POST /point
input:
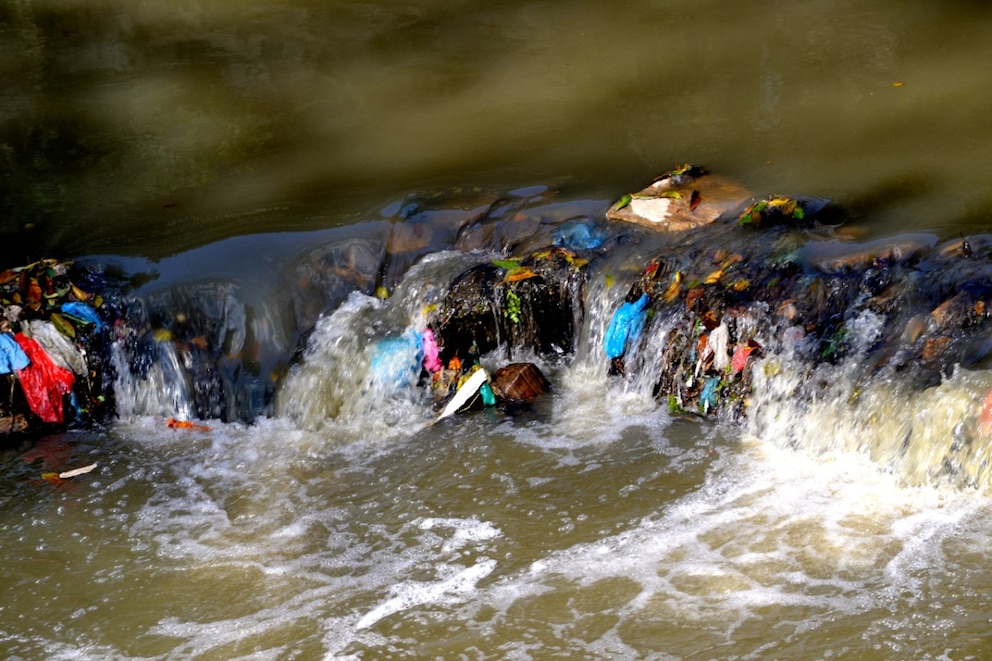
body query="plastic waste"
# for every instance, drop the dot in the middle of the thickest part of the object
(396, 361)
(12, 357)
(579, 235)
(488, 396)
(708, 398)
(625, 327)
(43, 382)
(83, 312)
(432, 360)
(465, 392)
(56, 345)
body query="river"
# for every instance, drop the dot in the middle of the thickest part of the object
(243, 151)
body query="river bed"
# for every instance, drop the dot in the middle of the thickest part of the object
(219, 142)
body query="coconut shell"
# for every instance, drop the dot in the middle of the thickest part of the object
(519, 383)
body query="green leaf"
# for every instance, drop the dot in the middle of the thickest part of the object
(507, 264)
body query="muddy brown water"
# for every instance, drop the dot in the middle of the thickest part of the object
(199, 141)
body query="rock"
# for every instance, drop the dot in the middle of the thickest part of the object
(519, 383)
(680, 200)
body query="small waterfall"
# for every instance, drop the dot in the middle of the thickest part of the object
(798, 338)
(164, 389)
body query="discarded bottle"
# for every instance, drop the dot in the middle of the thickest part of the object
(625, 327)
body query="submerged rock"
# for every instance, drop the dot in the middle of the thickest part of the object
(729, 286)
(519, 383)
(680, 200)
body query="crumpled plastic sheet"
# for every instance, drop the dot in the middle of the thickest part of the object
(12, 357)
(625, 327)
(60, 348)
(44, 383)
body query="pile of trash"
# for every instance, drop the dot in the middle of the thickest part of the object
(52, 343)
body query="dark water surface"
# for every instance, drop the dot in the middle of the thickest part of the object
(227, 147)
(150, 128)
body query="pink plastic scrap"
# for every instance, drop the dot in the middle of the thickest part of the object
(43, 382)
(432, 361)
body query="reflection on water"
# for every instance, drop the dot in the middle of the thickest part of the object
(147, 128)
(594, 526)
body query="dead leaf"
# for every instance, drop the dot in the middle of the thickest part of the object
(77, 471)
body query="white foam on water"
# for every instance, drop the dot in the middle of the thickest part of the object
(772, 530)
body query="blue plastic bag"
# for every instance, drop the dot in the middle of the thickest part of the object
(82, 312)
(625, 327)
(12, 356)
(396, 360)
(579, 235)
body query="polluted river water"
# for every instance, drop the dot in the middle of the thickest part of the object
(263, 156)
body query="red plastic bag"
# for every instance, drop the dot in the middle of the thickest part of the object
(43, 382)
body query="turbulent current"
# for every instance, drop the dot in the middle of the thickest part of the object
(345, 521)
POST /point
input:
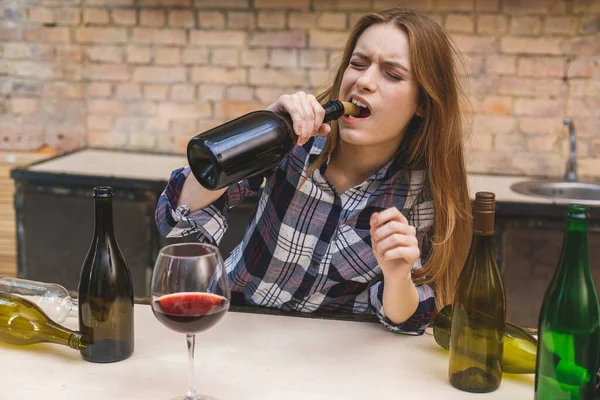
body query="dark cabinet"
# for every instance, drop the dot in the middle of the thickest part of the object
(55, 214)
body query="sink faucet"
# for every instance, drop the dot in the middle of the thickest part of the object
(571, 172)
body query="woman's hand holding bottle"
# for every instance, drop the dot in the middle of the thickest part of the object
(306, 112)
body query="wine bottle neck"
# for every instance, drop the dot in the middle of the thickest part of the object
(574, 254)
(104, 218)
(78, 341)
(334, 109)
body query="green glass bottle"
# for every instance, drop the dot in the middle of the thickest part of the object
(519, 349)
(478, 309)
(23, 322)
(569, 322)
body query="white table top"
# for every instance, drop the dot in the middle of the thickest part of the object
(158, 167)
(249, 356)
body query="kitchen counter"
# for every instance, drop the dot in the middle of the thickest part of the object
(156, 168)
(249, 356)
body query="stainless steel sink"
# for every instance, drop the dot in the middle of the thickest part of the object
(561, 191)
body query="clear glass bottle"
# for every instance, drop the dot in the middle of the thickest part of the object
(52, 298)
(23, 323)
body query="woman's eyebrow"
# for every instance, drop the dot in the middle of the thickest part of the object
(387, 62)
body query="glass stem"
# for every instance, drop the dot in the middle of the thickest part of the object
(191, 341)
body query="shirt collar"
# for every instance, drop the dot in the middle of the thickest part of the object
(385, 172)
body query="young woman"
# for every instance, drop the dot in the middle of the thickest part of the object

==============================

▸ Aim of the task: Tell how many lines in the entries above include the word "green", and respond with the number alone.

▸ Response to this task: 2